### Exercise
Would you please retype the records that follow, word for word?

### Data entries

-- Opening Marker --

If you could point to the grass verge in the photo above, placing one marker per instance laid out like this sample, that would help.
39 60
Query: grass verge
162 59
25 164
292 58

-- Closing Marker --

### Answer to this problem
If you could point to the grass verge in the photo above, placing one marker per instance laid out like this sample, that would help.
39 60
Query: grass verge
162 59
25 164
292 58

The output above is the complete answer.